> [WORK INSTRUCTIONS]:
Every line below that has the word "doctor" counts once; report how many lines that makes, with no other words.

> [DATA]:
----------
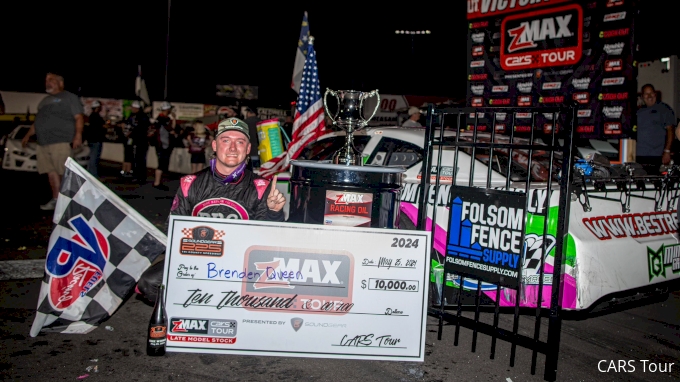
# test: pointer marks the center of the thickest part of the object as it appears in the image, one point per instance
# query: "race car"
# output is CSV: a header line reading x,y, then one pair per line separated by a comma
x,y
621,238
18,158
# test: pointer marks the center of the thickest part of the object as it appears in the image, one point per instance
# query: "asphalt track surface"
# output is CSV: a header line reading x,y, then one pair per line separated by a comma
x,y
116,350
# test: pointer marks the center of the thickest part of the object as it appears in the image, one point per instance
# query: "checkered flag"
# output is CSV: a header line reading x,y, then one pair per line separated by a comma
x,y
98,249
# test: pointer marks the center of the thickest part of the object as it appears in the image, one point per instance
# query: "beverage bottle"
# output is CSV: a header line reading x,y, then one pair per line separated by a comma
x,y
158,327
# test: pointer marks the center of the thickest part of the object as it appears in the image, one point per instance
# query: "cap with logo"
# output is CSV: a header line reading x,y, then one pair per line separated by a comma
x,y
233,124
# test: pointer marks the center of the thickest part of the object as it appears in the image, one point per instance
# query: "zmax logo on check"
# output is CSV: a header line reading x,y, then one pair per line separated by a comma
x,y
312,278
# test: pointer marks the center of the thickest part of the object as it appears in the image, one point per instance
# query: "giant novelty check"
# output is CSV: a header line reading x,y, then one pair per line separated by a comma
x,y
261,288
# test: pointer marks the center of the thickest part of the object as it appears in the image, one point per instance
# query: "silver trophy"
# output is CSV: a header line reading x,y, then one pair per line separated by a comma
x,y
350,117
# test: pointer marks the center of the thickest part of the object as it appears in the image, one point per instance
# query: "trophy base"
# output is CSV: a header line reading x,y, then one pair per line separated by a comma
x,y
348,156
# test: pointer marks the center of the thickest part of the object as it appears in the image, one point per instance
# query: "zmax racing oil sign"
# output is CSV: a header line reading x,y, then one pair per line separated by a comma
x,y
551,37
317,282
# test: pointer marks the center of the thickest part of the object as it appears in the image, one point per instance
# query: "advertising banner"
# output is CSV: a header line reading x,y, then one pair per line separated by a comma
x,y
486,235
282,289
554,53
237,91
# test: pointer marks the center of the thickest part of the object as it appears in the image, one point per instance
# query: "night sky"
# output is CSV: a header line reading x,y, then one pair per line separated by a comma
x,y
98,45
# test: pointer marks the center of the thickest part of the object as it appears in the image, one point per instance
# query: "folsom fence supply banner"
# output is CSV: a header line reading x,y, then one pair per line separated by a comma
x,y
525,53
263,288
486,235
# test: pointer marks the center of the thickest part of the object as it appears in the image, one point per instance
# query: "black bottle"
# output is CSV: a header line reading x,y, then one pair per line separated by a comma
x,y
158,327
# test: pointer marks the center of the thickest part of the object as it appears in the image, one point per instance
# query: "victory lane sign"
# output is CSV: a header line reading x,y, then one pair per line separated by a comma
x,y
486,235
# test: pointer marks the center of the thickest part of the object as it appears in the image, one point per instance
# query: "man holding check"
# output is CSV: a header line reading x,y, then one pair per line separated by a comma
x,y
226,189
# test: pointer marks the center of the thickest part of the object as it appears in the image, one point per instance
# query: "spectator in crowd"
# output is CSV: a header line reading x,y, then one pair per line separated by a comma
x,y
197,142
165,135
94,135
139,121
413,118
655,130
58,128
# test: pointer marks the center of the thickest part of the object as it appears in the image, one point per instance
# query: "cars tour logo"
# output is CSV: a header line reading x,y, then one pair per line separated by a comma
x,y
76,264
543,38
201,241
318,282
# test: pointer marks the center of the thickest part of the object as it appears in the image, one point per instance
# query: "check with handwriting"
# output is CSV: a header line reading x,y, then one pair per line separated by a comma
x,y
285,289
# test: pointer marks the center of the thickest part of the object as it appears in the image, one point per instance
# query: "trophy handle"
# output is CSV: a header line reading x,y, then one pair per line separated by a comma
x,y
372,93
325,105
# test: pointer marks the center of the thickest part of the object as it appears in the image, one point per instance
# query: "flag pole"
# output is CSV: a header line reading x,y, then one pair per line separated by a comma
x,y
167,54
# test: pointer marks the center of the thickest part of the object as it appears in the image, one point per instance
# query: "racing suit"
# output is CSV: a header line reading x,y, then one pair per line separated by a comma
x,y
205,194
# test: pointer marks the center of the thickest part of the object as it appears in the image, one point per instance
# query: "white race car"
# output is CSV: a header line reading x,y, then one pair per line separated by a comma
x,y
613,248
18,158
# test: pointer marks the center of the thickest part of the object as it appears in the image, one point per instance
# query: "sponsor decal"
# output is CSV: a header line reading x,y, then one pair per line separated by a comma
x,y
499,101
209,327
525,87
486,234
613,65
585,129
524,100
612,111
201,241
477,50
636,225
76,263
613,81
552,37
581,83
658,261
479,127
284,278
477,89
612,96
477,37
584,113
581,97
477,77
296,323
615,33
616,16
479,24
445,174
551,99
613,49
551,85
612,128
485,8
477,64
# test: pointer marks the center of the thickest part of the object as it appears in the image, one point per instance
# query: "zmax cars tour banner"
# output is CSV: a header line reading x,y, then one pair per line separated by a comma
x,y
551,53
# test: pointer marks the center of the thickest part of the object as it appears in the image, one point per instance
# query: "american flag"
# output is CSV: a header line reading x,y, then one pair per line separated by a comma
x,y
309,121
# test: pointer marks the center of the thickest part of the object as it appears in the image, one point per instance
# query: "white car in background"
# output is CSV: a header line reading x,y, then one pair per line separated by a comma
x,y
607,257
18,158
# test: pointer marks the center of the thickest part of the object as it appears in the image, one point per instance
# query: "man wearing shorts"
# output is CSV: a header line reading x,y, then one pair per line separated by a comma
x,y
58,128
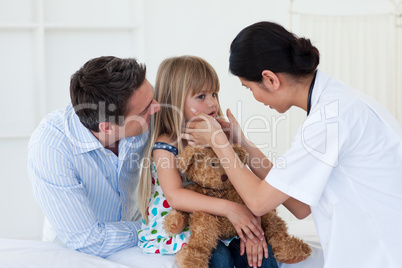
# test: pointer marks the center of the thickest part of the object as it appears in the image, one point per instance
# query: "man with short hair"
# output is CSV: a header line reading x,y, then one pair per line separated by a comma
x,y
84,161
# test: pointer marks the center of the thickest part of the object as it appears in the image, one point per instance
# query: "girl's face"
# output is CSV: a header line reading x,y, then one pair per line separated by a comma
x,y
266,96
205,102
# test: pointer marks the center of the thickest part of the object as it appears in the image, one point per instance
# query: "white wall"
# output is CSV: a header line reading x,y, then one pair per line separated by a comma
x,y
44,42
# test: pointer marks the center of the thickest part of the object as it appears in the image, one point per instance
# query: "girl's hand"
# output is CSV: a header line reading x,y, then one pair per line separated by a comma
x,y
246,224
202,130
232,128
255,252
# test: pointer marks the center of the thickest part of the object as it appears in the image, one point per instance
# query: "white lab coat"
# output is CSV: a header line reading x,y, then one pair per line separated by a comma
x,y
346,163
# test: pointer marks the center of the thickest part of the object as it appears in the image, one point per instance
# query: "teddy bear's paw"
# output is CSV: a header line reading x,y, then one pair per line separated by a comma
x,y
192,257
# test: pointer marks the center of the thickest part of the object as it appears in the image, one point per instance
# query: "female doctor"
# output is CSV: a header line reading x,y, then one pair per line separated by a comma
x,y
344,165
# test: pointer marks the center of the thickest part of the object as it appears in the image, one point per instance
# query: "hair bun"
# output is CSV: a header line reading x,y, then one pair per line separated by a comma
x,y
305,56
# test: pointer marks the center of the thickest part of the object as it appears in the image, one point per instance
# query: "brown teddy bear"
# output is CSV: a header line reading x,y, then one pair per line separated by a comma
x,y
203,168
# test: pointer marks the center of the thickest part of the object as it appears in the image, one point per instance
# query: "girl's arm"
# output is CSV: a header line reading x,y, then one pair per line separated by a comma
x,y
180,198
258,162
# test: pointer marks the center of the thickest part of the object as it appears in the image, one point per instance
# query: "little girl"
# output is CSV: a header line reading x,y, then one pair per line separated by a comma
x,y
182,84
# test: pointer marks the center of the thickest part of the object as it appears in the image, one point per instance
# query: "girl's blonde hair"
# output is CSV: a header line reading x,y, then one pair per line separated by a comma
x,y
176,77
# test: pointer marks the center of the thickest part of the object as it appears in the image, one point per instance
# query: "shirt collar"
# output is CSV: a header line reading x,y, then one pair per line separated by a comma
x,y
320,81
84,141
79,136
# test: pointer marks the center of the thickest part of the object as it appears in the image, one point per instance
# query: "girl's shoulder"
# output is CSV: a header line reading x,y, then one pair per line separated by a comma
x,y
165,143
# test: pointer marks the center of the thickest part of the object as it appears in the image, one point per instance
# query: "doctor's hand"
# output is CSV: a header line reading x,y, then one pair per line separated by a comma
x,y
204,130
246,224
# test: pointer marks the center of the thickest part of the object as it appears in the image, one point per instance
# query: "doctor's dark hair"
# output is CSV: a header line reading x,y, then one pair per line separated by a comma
x,y
269,46
101,89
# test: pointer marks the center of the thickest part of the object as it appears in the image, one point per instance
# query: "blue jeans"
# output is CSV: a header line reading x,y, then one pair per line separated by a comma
x,y
229,257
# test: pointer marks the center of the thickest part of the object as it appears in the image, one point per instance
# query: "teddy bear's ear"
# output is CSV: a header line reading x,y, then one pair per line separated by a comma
x,y
186,158
242,153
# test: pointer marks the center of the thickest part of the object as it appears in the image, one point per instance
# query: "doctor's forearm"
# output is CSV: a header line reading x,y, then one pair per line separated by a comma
x,y
258,195
258,162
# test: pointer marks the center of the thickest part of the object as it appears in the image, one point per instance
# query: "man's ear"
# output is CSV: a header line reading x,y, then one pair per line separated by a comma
x,y
107,128
189,155
242,153
270,80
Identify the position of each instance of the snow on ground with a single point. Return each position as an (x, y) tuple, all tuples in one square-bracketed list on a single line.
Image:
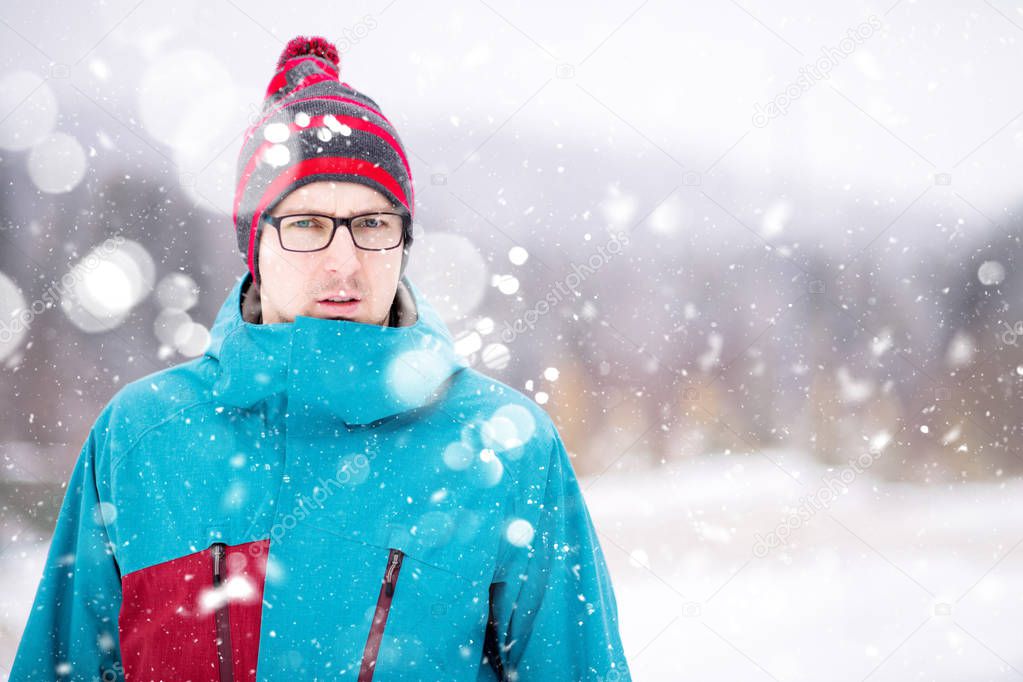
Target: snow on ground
[(885, 582)]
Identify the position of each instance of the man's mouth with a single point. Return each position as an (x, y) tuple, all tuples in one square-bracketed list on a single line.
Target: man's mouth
[(339, 305)]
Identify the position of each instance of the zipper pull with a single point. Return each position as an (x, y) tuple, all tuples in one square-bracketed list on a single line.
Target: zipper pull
[(218, 562), (389, 579)]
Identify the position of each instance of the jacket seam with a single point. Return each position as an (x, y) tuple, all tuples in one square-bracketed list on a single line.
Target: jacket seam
[(117, 462)]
----------
> [RESULT BELOW]:
4